Excerpt to read>

19. Remove Nth Node From End of List

LeetCode Problem Link (opens new window)

Given a linked list, remove the n-th node from the end of the list and return its head.

Advanced: Can you try to implement this with a single scan?

Example 1:

Input: head = [1,2,3,4,5], n = 2
Output: [1,2,3,5]

Example 2:

Input: head = [1], n = 1
Output: []

Example 3:

Input: head = [1,2], n = 1
Output: [1]

Approach

The classic application of the two-pointer technique. If you want to delete the nth node from the end, let the fast pointer move n steps, and then move both fast and slow pointers at the same time until the fast pointer reaches the end of the list. Then, delete the node pointed to by the slow pointer.

This is the idea, but pay attention to some details.

Follow these steps:

• Firstly, I recommend using a dummy head node, which makes the logic of deleting the actual head node easier to handle. If you're unfamiliar with virtual head nodes, check out this article: 0203.Remove Linked List Elements (opens new window)

Things to do>
a: Please answer these questions about the linked-list problem:
(i) What is the output in Example 2?
(ii) How many steps does the fast pointer move before both pointers start moving together?
(iii) What kind of node does the linked-list problem recommend using to make deleting the actual head node easier?
b: Transcribe the linked-list problem from "This is the" up to and including "Elements (opens new window)".
The records after this point come from a separate source.

Data provided>
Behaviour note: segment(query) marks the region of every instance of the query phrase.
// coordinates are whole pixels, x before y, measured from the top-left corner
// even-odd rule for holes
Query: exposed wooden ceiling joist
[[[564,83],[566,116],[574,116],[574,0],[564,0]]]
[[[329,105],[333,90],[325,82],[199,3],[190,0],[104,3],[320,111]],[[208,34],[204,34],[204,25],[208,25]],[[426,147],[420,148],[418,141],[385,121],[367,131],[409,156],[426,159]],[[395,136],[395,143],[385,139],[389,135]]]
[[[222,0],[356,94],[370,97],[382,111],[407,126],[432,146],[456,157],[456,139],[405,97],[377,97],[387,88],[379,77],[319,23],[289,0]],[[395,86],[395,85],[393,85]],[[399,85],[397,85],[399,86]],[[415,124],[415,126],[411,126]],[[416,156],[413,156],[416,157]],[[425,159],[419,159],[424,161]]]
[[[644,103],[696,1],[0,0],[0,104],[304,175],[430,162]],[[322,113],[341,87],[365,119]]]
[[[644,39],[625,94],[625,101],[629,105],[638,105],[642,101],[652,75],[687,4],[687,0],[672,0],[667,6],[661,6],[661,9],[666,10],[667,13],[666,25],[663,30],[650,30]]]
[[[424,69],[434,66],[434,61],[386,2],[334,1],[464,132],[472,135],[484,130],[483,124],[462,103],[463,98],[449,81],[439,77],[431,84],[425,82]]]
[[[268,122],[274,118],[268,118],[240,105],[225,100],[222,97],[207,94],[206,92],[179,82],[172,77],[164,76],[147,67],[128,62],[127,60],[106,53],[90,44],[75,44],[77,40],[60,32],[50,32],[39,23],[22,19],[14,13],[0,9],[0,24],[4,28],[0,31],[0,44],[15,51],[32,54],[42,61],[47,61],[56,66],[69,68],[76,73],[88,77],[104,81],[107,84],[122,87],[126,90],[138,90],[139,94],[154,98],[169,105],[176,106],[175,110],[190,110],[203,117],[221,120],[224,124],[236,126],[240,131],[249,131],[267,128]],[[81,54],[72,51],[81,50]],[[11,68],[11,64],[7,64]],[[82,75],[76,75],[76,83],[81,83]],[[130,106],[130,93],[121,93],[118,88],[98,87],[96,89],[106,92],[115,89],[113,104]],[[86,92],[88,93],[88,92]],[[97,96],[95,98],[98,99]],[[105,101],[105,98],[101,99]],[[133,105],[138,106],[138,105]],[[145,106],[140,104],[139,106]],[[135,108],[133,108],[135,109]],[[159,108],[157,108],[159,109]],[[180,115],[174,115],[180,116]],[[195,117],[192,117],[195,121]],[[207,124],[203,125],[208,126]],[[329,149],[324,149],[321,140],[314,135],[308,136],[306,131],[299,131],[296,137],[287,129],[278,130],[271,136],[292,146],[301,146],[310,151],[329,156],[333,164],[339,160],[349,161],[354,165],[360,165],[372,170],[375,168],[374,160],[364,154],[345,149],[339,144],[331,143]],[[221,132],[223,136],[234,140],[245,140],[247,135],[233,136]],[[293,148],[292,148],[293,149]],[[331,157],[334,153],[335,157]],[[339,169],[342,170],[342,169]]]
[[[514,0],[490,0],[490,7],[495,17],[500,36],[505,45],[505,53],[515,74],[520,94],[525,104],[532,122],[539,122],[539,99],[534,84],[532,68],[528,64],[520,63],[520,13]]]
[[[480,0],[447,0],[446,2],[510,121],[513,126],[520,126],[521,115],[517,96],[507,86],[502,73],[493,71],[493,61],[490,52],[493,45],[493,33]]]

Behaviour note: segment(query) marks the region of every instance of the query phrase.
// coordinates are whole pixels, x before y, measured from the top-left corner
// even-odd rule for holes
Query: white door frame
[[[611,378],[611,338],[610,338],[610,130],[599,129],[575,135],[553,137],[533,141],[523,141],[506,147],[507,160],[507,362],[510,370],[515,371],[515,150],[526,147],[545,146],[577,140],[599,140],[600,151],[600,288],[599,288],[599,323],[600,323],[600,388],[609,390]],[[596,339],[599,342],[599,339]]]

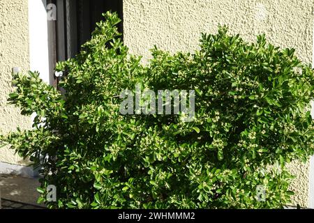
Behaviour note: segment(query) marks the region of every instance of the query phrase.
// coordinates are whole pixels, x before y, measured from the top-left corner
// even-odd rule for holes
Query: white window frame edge
[[[312,68],[314,69],[314,18],[312,20],[313,20]],[[311,115],[312,118],[314,118],[314,101],[311,102],[311,105],[312,105]],[[314,208],[314,155],[310,158],[310,173],[308,176],[308,208]]]
[[[50,82],[48,25],[47,21],[46,0],[29,0],[29,68],[38,71],[40,77],[46,83]],[[35,114],[31,116],[33,122]],[[0,162],[1,174],[13,174],[28,177],[38,176],[33,167]]]

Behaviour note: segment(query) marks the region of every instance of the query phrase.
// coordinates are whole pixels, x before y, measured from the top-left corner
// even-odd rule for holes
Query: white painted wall
[[[49,84],[48,31],[46,0],[29,0],[30,70],[38,71]]]

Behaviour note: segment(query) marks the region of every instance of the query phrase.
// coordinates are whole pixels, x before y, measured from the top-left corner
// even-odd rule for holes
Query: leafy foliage
[[[33,129],[6,137],[41,165],[40,199],[50,208],[281,208],[293,194],[285,164],[313,153],[313,71],[267,44],[220,27],[195,54],[154,48],[149,63],[128,54],[107,13],[75,58],[64,95],[37,72],[16,75],[10,102],[36,113]],[[195,117],[121,115],[124,89],[195,89]],[[45,157],[43,159],[43,156]],[[48,185],[57,201],[47,202]],[[266,189],[265,200],[256,188]]]

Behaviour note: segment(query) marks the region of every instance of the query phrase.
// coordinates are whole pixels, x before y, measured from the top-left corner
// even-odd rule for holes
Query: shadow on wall
[[[39,186],[38,178],[0,174],[1,199],[38,205],[37,200],[39,193],[37,192],[36,187]]]

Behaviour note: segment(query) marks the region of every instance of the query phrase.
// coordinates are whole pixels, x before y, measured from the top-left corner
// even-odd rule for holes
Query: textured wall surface
[[[269,42],[295,48],[311,62],[313,0],[124,0],[124,42],[130,52],[149,59],[149,49],[171,52],[197,49],[201,32],[216,33],[219,24],[248,41],[264,33]],[[308,203],[308,164],[290,165],[297,176],[292,205]]]
[[[17,109],[7,105],[12,91],[13,67],[22,72],[29,69],[28,1],[0,1],[0,132],[15,130],[17,126],[29,128],[31,119],[20,114]],[[24,164],[25,162],[8,148],[0,148],[0,162]]]

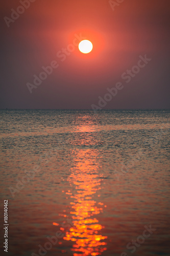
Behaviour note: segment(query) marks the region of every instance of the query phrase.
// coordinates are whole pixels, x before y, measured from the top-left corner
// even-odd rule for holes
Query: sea
[[[5,255],[169,256],[169,110],[0,116]]]

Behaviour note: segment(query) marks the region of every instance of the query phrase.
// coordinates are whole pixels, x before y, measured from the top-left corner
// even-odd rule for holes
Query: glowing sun
[[[83,53],[88,53],[93,49],[93,45],[88,40],[83,40],[79,45],[79,49]]]

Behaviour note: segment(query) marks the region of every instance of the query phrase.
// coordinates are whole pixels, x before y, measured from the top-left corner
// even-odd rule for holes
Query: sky
[[[1,109],[169,108],[169,0],[0,5]]]

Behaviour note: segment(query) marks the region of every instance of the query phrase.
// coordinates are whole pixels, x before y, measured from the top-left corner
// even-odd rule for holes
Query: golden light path
[[[97,203],[93,199],[101,189],[97,156],[92,150],[79,150],[75,155],[76,164],[71,168],[68,181],[76,191],[74,194],[70,190],[66,193],[72,199],[70,214],[74,226],[66,232],[63,239],[75,242],[71,249],[74,256],[101,255],[107,249],[104,240],[107,238],[102,236],[103,227],[96,217],[103,210],[103,203],[100,201]]]

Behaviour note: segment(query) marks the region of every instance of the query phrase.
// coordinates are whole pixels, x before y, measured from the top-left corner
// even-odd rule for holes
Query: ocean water
[[[170,255],[169,111],[0,115],[8,255]]]

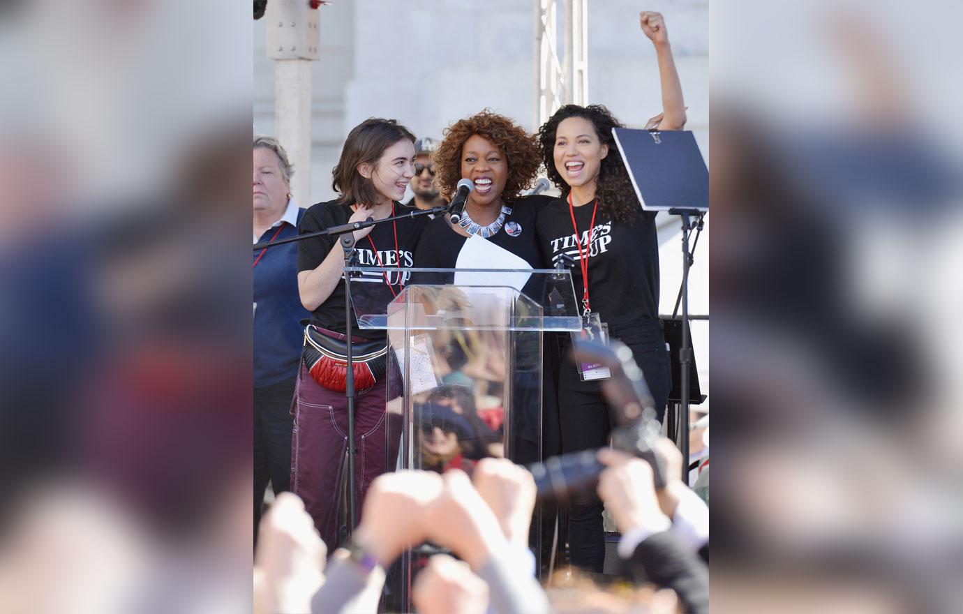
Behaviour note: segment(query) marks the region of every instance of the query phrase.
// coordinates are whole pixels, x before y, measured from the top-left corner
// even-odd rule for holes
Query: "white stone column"
[[[274,65],[275,136],[295,167],[291,193],[311,204],[311,63],[319,58],[319,11],[305,0],[271,0],[264,18]]]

Written answers>
a:
(i) []
(ii) n steps
(iii) A dummy head node

b:
This is the idea, but pay attention to some details.

Follow these steps:

• Firstly, I recommend using a dummy head node, which makes the logic of deleting the actual head node easier to handle. If you're unfamiliar with virtual head nodes, check out this article: 0203.Remove Linked List Elements (opens new window)